Dataset rows
——————————

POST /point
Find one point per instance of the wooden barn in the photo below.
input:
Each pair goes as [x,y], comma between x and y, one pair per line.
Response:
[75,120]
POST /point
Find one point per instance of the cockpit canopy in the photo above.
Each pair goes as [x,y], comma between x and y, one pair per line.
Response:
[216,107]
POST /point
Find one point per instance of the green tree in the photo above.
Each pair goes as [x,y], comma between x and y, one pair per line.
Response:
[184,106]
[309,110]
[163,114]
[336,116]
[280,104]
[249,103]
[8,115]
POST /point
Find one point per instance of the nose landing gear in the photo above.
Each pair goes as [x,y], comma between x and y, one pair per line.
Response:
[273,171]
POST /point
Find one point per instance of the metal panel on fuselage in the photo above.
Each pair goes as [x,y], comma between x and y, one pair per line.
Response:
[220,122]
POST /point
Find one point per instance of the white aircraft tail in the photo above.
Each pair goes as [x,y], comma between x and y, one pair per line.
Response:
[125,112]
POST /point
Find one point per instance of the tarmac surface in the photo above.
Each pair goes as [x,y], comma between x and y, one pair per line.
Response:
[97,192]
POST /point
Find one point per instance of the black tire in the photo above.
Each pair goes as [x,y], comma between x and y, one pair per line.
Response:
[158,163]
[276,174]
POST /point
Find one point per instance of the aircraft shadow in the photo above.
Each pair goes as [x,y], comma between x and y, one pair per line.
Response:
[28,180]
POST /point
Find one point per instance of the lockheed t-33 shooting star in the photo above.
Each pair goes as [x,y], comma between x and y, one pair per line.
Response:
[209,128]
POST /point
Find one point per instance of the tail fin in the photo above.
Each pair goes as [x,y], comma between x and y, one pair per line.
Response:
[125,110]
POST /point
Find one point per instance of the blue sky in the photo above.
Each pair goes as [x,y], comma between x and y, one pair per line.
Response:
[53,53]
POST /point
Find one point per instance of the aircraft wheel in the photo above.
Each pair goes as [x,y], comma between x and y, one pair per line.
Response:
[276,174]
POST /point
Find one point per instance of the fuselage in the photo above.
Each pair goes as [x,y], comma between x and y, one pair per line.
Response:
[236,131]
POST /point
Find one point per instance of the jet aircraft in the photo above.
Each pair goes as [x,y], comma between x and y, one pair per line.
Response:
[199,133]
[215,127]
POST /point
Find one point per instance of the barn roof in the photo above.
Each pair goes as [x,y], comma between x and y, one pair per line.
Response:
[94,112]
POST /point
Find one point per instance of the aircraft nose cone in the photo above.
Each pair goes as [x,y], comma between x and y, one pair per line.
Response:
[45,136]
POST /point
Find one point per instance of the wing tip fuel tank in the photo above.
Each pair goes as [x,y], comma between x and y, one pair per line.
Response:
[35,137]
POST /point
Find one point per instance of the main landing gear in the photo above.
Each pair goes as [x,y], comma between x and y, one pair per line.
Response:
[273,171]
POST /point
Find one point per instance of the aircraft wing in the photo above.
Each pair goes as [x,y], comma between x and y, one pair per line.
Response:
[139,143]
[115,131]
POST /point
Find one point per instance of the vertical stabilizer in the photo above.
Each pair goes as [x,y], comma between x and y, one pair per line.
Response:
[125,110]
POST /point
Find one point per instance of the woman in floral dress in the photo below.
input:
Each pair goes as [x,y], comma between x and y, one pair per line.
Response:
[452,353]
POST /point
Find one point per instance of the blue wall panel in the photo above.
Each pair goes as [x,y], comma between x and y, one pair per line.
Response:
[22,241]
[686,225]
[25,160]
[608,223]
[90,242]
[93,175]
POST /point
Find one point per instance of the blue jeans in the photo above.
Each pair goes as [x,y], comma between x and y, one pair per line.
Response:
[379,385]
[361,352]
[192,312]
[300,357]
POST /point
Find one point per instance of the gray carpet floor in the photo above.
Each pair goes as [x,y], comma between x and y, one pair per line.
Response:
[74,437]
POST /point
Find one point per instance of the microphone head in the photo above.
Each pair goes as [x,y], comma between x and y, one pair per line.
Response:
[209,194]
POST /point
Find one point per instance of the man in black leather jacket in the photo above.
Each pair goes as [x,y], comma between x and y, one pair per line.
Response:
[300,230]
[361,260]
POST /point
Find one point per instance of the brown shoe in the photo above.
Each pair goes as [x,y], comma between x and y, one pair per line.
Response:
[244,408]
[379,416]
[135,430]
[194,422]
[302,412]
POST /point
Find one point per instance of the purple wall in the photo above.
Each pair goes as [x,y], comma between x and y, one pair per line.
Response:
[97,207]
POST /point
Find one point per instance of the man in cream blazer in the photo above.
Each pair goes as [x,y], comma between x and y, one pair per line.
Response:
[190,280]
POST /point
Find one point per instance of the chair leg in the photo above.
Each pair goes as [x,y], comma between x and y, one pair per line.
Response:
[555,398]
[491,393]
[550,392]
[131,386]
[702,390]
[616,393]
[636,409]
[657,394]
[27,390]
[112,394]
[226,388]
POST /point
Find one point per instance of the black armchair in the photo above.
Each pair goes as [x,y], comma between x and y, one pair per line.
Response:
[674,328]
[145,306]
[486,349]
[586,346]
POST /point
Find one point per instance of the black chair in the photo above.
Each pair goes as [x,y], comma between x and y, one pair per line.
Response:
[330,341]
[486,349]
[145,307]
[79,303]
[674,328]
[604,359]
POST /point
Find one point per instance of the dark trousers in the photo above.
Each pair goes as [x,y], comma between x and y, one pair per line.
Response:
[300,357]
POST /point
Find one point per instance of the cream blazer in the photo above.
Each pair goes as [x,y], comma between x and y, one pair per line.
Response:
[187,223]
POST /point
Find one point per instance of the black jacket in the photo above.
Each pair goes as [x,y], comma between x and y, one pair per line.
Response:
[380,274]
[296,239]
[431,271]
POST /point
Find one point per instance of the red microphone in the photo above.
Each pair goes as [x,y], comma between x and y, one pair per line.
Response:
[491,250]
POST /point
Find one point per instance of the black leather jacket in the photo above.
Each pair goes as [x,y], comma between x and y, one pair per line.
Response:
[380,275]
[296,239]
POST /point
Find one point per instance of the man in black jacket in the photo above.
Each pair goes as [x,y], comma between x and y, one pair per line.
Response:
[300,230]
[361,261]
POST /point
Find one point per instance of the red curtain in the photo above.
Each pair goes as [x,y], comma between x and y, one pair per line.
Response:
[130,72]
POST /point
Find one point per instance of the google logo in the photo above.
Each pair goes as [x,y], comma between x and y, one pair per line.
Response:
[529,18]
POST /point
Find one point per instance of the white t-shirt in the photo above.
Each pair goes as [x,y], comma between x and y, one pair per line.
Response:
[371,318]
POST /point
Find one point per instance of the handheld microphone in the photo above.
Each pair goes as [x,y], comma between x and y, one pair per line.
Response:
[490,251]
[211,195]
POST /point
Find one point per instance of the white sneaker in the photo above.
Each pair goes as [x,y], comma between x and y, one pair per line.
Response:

——————————

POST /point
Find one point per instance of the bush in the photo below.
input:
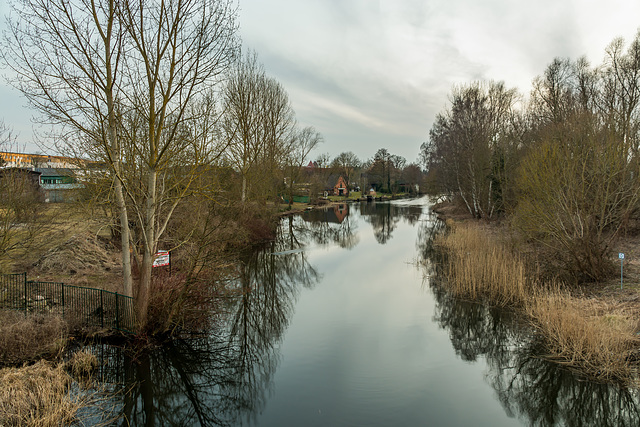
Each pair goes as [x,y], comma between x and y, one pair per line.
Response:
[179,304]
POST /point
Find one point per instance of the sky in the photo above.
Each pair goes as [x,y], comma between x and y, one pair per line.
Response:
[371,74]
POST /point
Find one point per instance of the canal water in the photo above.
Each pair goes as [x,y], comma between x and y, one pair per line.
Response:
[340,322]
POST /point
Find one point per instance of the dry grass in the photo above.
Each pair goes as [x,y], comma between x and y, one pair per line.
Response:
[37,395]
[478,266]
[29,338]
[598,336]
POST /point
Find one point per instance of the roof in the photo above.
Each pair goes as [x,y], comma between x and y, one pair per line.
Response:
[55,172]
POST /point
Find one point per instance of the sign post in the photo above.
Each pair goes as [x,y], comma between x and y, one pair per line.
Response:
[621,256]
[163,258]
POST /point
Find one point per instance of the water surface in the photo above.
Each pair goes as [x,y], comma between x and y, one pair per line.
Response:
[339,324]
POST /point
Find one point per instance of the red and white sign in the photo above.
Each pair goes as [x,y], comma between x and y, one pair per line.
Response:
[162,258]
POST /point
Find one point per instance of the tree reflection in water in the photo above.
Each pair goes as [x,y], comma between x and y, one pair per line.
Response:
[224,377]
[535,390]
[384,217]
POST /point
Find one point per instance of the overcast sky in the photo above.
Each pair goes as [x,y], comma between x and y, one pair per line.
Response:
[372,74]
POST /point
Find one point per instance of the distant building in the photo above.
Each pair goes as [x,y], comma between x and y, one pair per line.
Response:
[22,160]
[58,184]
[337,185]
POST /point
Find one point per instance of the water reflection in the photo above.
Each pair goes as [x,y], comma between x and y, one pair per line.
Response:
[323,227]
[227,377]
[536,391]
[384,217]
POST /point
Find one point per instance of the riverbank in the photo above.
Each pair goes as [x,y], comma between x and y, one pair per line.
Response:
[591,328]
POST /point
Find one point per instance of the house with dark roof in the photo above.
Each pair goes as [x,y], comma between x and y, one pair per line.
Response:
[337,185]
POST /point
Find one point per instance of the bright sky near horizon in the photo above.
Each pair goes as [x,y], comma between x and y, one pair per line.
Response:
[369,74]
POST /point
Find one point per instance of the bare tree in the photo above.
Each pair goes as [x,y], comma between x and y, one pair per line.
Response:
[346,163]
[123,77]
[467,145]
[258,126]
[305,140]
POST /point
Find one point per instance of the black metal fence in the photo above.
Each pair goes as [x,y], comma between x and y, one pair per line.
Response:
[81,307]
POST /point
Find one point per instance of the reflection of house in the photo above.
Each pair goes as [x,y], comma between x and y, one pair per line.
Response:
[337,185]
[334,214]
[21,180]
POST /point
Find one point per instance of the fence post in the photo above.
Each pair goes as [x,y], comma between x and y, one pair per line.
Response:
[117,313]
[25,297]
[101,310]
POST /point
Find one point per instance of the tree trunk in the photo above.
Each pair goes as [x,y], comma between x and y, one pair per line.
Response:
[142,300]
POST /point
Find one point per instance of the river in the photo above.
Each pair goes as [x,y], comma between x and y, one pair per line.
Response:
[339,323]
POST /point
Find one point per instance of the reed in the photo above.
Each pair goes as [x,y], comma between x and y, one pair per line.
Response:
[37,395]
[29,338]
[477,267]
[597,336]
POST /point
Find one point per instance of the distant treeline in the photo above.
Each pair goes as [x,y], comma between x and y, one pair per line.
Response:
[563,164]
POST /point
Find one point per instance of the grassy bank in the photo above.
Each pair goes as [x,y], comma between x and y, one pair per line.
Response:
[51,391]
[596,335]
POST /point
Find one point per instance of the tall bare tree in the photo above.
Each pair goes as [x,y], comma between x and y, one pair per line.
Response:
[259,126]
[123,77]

——————————

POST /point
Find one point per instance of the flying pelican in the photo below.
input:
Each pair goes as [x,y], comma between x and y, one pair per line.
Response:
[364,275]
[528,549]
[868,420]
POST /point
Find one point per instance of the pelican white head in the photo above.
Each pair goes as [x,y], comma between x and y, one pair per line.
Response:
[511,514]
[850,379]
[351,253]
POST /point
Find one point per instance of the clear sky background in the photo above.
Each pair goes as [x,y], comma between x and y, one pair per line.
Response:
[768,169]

——————————

> _Stated task_:
Pull out every line from the rows above that contains the string "fuselage", keeping them in their original order.

> _Answer to the problem_:
Find one point per instance of the metal panel on fuselage in the photo above.
Find one point per instance of the fuselage in the photo above.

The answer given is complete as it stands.